Work required
Keep the pictures out of the copy and print all the entries below exactly.

(Point annotation records)
================================

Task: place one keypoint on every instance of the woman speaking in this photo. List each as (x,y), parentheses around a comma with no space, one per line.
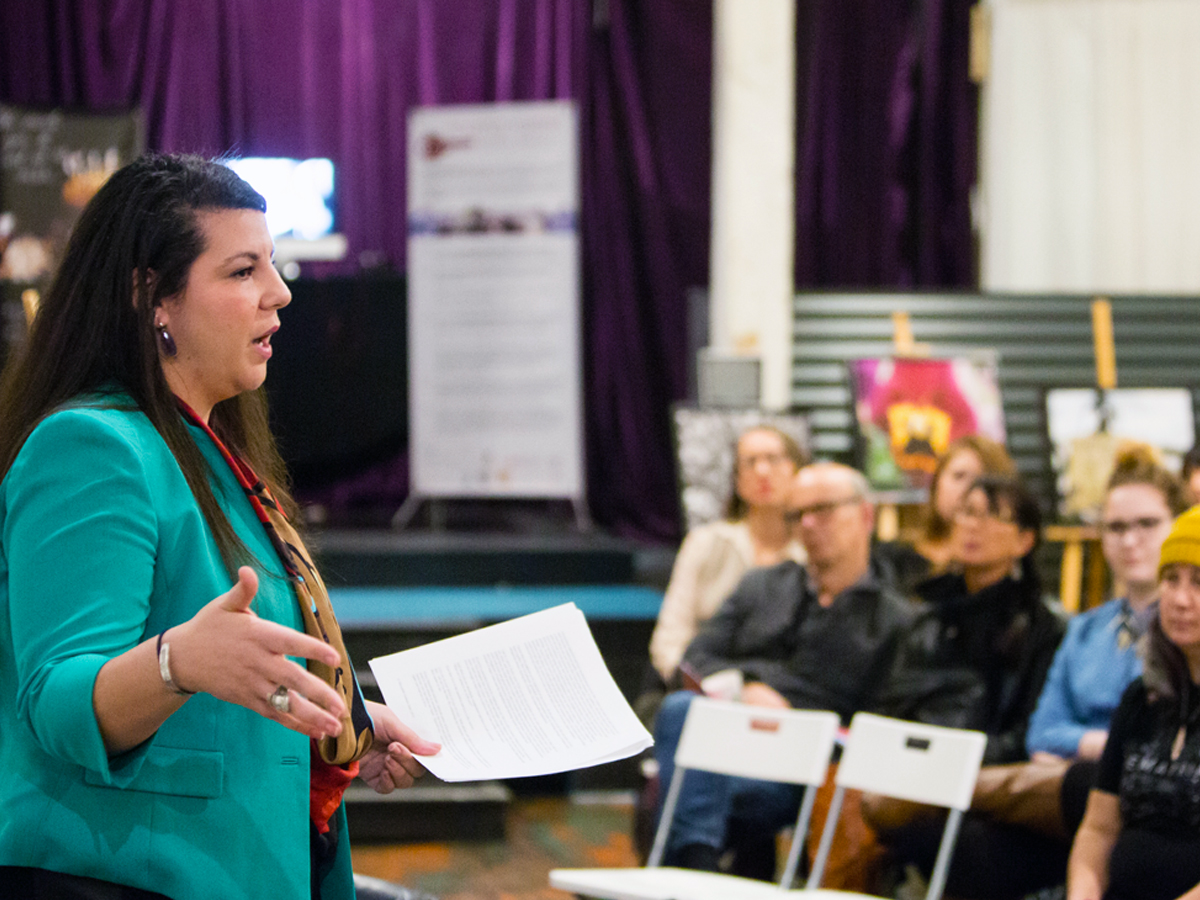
(178,715)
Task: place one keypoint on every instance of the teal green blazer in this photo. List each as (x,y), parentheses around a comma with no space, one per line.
(102,546)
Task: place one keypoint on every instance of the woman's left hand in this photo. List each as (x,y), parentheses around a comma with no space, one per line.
(390,762)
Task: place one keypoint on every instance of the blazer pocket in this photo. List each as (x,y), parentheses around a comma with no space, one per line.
(175,771)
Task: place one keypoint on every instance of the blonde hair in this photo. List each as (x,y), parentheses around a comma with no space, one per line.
(1139,463)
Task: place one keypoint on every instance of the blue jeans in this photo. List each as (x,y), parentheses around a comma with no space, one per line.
(708,802)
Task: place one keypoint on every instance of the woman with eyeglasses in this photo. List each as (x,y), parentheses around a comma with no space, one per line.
(1097,659)
(987,637)
(977,658)
(1140,838)
(931,552)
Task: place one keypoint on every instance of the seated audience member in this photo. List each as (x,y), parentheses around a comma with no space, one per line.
(976,658)
(1140,838)
(1097,659)
(714,556)
(815,636)
(965,460)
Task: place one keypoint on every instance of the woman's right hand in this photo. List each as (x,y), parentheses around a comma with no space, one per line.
(233,654)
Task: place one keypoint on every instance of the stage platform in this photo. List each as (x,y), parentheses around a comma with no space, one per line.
(394,591)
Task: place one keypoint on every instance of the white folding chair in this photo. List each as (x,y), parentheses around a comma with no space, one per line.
(924,763)
(787,745)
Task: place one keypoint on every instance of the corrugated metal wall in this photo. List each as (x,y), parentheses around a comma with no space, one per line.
(1041,342)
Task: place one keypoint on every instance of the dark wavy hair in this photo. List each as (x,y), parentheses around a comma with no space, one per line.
(1012,492)
(995,460)
(132,247)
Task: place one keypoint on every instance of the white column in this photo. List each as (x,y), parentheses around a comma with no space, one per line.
(754,193)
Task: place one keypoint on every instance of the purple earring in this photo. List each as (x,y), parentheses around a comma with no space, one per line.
(166,341)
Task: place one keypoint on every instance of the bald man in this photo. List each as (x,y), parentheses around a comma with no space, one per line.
(817,636)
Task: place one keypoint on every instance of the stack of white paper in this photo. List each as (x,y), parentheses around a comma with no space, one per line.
(529,696)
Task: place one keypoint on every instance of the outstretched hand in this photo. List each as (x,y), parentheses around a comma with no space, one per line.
(233,654)
(390,762)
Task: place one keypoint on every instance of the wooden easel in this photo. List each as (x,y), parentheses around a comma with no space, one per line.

================================

Completed exercise
Task: place one keypoint on every instance of the woman speaking in this photo. List each as (x,y), parentheses around a comma with no space, one per line.
(178,715)
Task: place one keypoint on every instance of the teal green blazer in this photo. List each as (x,y), parentheses around a comma with no space, one per line.
(102,546)
Task: place one keypoint on every instance of the woman's left hand in this photo. List each as (x,y), parentheses around a comma with no space, one per line.
(390,762)
Task: place one keypoint on every instance of the blazer pocket in this photo. List each as (x,y), parentheses around a comma with no space, one per line.
(175,771)
Task: place one keypoint on every instance of the blonde hair in this photo. List each as (x,y), parentheses around a comma with no space, one per line.
(1139,463)
Task: place one keypoint on every instance of the blue jeans in this photo. List each as (x,y), parentheses around a comma with no space, one per line.
(708,802)
Task: place one keypoint on every instance of the woman with eyeglasses in this photo. List each as (x,y), parentheses around a comma with no space, one per line.
(1097,659)
(987,637)
(977,658)
(1140,838)
(931,552)
Task: place one keypoint on every instance of the seated audience member in this photo. List each as (x,y), parentheses around a comma with no space, one per line.
(976,658)
(1140,838)
(1097,659)
(714,556)
(815,636)
(965,460)
Task: place one keypoint on every instance of the woman's right hand in this photo. List each as (x,y), parentheses around a comma with no space, one per line.
(233,654)
Task: place one keypoint on every instance of the stage platform in this photo. List each as (x,y), parentheses around a comma with no space, one per line.
(394,591)
Task: place one keypoint on every instance of the white folding chair in this photo. List each as (x,y), parentheses around a comma with no space, one per line.
(924,763)
(787,745)
Task: place one keypoint on every instance of the corrugated metal wall in this photo. List each as (x,y), parentheses around a comma with no space, one per line.
(1041,342)
Task: place one keypoint on every instance of the dark wavy hair in this photo. List each as (x,y), parentheses around a comma with no space, one per line.
(1012,492)
(995,460)
(132,247)
Task: place one keypoint on every instance of the white column in this photo. List each as (x,y), parentheses around a comma with no space, one per line.
(754,193)
Task: place one keypoint on every instance of the purple earring in this photo. List each as (x,y), parentheses around a comma with no space, one per line.
(166,341)
Task: place one keypoint on every instance of the bald man in this photo. List each as (x,y), parentheses around a comma with no space, one per line.
(817,636)
Task: place one keypoint on every instance of the stack of white paper in this photo. List each as (x,y), parentheses around a comma with no space, one per line.
(529,696)
Task: place one keypoint on every instance of the outstretched hand in this photo. List each as (x,y), parentheses around a comma with no space, one per line.
(233,654)
(390,762)
Task: place one keypoint on every instance of the wooden easel in this photo. List each as (x,y), parentheses around a comma with no space, one per line.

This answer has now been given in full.